# Selection
-=-=-=-=-

Last Modified: 16 Feb 2009 11:14 GMT
Residents protest against the deteriorating law and order situation in Pakistan's volatile Swat valley [EPA]

Pro-Taliban Pakistani fighters are set to agree a peace deal with local government officials in Pakistan's Swat valley, which could lead to the enforcement of Islamic law in the area.

The deal, expected to be agreed in Peshawar on Monday, follows a 10-day ceasefire agreement billed as a goodwill gesture in support for the peace talks.

Amir Izzat Khan, a spokesman for the Tahrik Nifaz Shariat Mohammadi group, said that a 30-member delegation from an outlawed armed group in Swat had arrived in the provincial capital Peshawar to finalise details on the deal.

Farahatullah Babar, a presidential spokesman, said the deal would be announced after the meeting, but declined to give details.

-=-=-=-=-

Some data
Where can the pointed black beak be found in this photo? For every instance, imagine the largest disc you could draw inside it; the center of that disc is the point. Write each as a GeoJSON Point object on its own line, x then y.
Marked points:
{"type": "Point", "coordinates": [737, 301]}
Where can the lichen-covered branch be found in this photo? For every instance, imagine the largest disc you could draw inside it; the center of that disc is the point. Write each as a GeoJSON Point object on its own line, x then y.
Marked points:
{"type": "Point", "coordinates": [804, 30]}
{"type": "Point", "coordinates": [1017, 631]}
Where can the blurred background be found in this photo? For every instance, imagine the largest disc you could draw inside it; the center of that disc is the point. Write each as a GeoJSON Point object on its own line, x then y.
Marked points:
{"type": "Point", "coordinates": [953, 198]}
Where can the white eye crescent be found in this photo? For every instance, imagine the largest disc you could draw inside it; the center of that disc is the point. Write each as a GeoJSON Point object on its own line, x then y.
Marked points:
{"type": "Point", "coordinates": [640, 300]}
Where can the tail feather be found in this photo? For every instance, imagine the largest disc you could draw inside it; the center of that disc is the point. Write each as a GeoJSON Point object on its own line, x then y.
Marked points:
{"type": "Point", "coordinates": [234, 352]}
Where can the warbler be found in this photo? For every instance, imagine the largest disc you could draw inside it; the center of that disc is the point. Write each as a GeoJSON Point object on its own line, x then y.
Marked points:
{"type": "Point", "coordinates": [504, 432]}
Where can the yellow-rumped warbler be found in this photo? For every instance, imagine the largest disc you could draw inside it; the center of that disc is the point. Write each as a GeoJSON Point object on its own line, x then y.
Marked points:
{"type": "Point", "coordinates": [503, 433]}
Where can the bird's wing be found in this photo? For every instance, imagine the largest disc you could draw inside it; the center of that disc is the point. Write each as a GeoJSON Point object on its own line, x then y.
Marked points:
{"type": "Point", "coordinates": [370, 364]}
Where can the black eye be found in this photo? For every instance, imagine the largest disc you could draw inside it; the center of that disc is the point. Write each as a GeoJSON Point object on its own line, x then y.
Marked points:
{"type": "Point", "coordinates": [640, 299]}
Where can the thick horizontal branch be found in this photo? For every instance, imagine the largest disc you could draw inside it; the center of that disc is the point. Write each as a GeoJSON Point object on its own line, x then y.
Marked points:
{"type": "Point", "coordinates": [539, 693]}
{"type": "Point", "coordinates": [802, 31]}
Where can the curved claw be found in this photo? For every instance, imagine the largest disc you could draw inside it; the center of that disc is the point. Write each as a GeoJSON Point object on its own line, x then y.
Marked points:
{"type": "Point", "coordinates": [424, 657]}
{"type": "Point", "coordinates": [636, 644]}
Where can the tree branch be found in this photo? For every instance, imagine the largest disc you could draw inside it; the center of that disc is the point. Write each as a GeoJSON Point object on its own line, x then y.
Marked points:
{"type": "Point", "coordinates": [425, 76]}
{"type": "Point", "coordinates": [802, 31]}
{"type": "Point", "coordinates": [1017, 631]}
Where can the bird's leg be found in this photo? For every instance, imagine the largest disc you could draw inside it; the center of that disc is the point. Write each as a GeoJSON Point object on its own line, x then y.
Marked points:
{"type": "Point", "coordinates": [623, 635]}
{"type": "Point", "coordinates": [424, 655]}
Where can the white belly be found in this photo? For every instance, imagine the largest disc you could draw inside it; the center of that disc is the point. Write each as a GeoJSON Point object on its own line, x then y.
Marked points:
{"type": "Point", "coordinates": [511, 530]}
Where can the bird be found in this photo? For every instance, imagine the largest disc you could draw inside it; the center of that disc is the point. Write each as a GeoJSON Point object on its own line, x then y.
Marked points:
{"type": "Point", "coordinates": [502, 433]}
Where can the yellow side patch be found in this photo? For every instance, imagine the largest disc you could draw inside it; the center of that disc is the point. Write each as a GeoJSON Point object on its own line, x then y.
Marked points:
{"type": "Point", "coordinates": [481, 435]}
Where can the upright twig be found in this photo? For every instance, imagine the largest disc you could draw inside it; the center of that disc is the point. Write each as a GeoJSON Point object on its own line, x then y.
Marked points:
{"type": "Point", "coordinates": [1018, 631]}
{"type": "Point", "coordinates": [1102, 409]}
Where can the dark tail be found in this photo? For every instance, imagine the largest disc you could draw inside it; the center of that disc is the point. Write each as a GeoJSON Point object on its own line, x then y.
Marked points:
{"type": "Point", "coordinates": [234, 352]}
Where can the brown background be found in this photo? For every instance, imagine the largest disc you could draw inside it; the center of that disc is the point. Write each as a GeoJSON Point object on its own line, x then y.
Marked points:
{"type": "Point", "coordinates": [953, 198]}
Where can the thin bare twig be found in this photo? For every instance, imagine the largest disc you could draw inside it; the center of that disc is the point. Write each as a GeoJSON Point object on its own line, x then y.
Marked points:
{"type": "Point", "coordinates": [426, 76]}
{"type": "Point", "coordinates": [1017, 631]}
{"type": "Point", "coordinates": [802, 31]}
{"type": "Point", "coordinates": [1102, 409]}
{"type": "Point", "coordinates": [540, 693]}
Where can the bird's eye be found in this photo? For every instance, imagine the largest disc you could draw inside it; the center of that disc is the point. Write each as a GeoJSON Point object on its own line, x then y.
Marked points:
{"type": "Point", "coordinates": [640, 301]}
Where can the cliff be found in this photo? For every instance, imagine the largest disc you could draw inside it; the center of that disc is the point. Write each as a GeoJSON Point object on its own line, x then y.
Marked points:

-=-=-=-=-

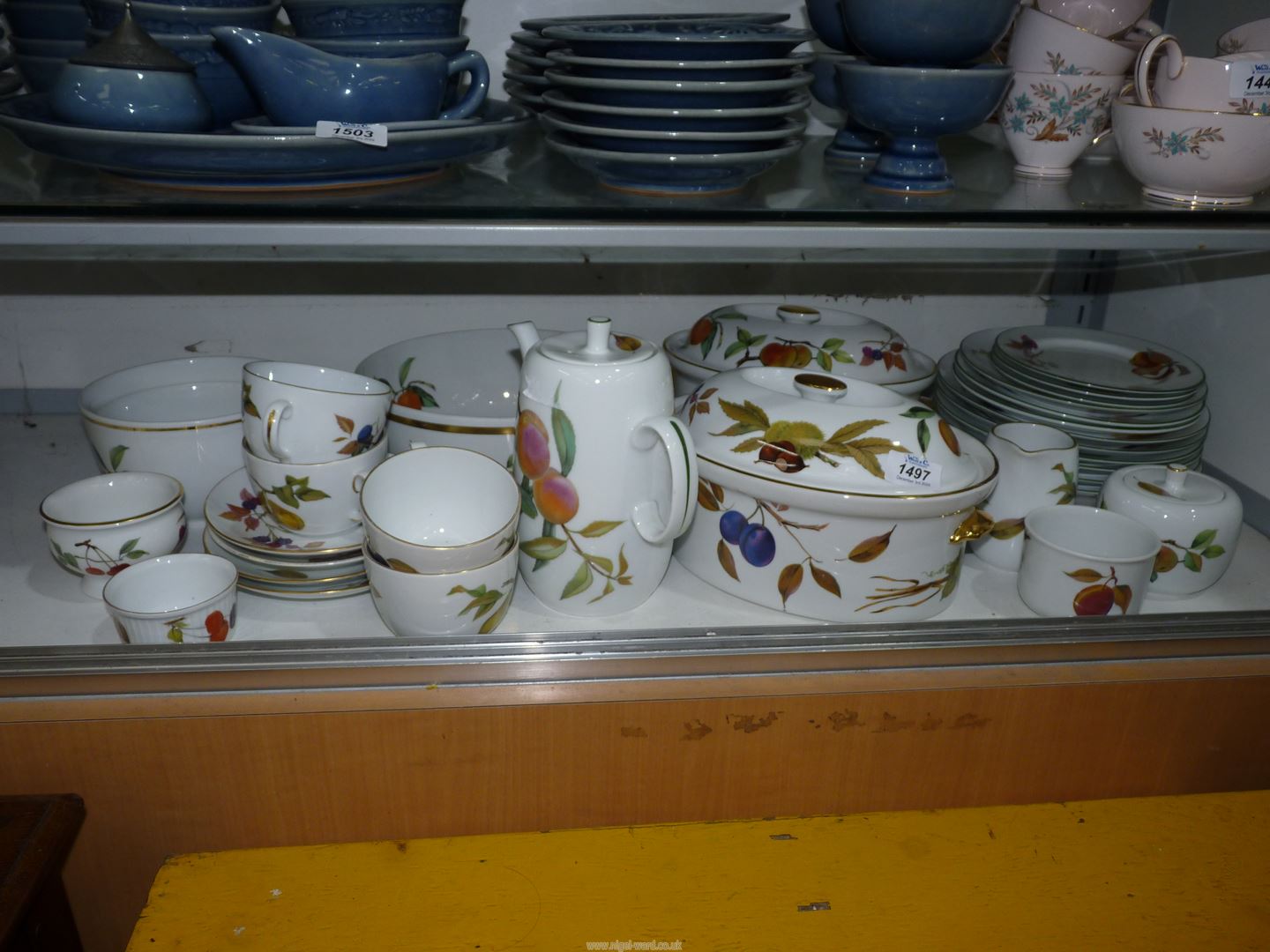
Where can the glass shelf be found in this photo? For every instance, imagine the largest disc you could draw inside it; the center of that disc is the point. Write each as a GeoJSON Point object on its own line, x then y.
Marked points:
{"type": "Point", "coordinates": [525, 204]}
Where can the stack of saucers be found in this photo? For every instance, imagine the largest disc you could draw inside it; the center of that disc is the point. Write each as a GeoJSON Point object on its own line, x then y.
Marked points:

-=-=-=-=-

# Directions
Rewrite the paragraph of the Swat valley report that begins "Amir Izzat Khan" as a shorter version that keeps its main facts.

# Answer to this exercise
According to Amir Izzat Khan, spokesman for the Tahrik Nifaz Shariat Mohammadi group, a 30-member delegation from an outlawed armed group in Swat had reached the provincial capital, Peshawar, to finalize the deal.